Render every line of the data below as a Markdown table with the columns No. and Text, skipping blank lines.

[Excerpts of location labeling data]
========

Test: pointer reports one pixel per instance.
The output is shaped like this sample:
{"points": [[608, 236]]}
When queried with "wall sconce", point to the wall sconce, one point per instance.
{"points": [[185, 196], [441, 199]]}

========

Problem solution:
| No. | Text |
|---|---|
| 1 | Test: pointer reports one pixel per instance. |
| 2 | The output is shaped like this sample: |
| 3 | {"points": [[608, 236]]} |
| 4 | When queried with "wall sconce", point to the wall sconce, one point per instance. |
| 5 | {"points": [[185, 196], [441, 199]]} |